WHAT YOU HAVE TO DO: Return verbatim the run of lines that opens with the line holding "the stove burner" and closes with the last line of the records.
---- GIVEN INFORMATION
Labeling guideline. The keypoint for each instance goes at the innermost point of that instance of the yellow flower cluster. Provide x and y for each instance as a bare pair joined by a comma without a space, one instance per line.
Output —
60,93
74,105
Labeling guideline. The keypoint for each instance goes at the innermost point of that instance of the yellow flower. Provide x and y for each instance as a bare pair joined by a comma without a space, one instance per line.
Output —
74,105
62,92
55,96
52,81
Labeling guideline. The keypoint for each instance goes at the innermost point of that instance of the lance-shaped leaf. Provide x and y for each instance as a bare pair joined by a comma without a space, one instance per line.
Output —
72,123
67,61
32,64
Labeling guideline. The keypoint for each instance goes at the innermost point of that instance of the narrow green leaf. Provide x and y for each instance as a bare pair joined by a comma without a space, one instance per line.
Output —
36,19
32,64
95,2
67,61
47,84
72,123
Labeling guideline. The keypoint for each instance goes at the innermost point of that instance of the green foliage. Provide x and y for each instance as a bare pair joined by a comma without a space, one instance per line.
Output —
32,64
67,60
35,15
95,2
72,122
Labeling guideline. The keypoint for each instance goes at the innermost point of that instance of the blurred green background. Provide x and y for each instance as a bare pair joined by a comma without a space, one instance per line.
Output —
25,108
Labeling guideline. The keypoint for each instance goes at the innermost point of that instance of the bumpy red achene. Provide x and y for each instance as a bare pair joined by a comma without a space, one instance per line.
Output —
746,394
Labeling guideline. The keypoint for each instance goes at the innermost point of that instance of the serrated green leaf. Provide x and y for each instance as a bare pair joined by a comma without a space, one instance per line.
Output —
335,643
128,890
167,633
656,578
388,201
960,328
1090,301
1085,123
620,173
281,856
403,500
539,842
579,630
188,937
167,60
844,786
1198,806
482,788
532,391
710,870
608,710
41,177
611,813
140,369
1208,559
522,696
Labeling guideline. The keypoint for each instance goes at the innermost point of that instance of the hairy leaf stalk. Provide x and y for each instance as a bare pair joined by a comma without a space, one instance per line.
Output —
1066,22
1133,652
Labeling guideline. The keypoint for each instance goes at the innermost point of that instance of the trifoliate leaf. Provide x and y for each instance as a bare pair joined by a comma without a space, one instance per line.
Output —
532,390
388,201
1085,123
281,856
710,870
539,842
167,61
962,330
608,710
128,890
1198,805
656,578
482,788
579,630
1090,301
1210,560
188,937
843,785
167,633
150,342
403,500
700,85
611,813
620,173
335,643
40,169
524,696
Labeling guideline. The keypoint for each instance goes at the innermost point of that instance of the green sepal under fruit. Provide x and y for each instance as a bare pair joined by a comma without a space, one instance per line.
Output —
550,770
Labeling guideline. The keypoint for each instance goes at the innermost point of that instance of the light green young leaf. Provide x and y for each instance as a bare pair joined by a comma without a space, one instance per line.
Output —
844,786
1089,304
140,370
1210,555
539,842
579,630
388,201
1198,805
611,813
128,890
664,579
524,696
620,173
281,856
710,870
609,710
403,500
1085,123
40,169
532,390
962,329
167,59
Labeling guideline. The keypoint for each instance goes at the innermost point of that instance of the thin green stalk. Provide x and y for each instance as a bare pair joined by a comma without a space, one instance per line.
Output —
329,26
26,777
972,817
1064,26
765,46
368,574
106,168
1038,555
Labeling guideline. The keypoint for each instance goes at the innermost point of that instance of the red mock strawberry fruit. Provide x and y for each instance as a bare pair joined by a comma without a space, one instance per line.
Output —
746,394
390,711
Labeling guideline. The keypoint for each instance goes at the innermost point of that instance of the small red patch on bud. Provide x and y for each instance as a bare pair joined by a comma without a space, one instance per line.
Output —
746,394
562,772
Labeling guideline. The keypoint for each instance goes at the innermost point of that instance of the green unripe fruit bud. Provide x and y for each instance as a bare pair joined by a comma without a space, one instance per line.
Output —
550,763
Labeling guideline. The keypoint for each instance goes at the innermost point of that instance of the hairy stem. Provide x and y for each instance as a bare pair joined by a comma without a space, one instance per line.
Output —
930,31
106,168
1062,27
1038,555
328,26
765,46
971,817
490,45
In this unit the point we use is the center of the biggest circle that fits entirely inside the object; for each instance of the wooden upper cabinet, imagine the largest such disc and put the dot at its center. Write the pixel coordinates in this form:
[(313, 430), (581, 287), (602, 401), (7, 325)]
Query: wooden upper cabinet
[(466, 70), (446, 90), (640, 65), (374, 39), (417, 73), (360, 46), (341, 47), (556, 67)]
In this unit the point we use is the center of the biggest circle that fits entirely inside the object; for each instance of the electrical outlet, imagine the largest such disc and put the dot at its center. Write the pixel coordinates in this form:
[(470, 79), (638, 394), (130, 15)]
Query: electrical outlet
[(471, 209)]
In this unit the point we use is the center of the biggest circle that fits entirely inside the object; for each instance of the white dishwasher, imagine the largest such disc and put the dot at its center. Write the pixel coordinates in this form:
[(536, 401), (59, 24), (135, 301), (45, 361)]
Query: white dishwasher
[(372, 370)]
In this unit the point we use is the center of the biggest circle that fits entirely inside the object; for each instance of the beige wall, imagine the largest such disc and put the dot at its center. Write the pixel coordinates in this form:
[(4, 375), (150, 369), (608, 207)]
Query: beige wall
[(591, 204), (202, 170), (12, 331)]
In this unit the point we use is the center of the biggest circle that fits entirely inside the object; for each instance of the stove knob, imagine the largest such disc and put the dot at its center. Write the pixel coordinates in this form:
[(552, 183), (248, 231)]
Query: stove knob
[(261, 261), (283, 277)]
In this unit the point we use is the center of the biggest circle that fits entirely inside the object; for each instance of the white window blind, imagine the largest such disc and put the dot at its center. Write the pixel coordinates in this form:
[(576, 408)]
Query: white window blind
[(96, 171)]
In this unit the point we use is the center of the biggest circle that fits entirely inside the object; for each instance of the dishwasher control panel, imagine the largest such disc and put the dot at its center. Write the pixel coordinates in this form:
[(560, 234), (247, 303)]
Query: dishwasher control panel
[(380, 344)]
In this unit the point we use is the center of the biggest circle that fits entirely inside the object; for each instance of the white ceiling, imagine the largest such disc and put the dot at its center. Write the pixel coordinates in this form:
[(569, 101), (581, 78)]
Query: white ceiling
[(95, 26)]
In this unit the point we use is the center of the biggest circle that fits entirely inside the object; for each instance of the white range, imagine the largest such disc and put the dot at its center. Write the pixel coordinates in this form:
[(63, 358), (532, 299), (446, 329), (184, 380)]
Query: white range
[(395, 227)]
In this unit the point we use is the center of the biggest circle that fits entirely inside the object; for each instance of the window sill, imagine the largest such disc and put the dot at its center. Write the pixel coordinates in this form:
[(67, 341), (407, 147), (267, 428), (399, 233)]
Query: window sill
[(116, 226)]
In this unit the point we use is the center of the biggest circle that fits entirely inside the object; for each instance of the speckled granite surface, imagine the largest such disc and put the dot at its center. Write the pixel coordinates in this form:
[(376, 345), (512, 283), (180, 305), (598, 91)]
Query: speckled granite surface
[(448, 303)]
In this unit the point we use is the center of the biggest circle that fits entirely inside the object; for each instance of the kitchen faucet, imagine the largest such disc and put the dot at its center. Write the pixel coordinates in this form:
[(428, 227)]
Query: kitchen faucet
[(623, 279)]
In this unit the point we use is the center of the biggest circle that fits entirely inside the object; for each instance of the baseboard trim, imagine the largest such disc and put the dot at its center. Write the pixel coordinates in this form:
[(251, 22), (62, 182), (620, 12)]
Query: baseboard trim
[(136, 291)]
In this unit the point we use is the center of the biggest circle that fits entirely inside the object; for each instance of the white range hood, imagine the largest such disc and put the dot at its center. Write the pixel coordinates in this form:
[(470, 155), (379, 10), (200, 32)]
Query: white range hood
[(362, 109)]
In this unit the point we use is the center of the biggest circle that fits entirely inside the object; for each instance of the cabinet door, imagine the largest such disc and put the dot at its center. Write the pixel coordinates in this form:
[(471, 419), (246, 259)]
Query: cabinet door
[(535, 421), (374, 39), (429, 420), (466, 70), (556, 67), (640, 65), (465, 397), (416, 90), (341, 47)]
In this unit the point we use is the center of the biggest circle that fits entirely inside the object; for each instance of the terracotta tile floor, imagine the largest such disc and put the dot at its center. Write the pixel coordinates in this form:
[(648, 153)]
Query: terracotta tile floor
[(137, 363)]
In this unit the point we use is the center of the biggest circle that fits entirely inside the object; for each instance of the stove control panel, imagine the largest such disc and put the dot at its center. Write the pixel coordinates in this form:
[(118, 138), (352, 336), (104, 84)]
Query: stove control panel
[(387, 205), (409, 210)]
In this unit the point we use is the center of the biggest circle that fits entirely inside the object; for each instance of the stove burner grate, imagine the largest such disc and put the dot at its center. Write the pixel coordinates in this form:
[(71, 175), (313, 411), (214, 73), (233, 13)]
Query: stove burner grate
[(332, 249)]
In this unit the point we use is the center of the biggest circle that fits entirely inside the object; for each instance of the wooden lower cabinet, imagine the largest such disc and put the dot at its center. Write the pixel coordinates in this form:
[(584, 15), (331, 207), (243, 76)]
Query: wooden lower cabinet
--------
RESULT:
In this unit the point we use is the center of the biggest circle that fits entirely inside the object; for each instance of the stove burner grate, imagine the largest such disc and put the dot at its center. Write the pixel coordinates in this form:
[(71, 175), (313, 411), (214, 73), (233, 13)]
Query: stove burner grate
[(332, 249)]
In this unit the point we use is the center of the biggest circle that fits entirely inside the object; for each instance of the wooden lower cabinet, imagine the largest such disc and put the dot at its center. Write the pixel coordinates in this form:
[(584, 15), (331, 207), (243, 76)]
Query: wooden lower cabinet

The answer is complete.